Working data:
----

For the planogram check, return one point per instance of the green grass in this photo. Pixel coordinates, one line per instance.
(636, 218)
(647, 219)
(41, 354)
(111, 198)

----

Start to finish, give the listing again exactly.

Response below:
For the planogram check, return one point per instance of the green grass in this photo. Pixel coordinates, one line per instance.
(636, 218)
(647, 219)
(41, 354)
(111, 198)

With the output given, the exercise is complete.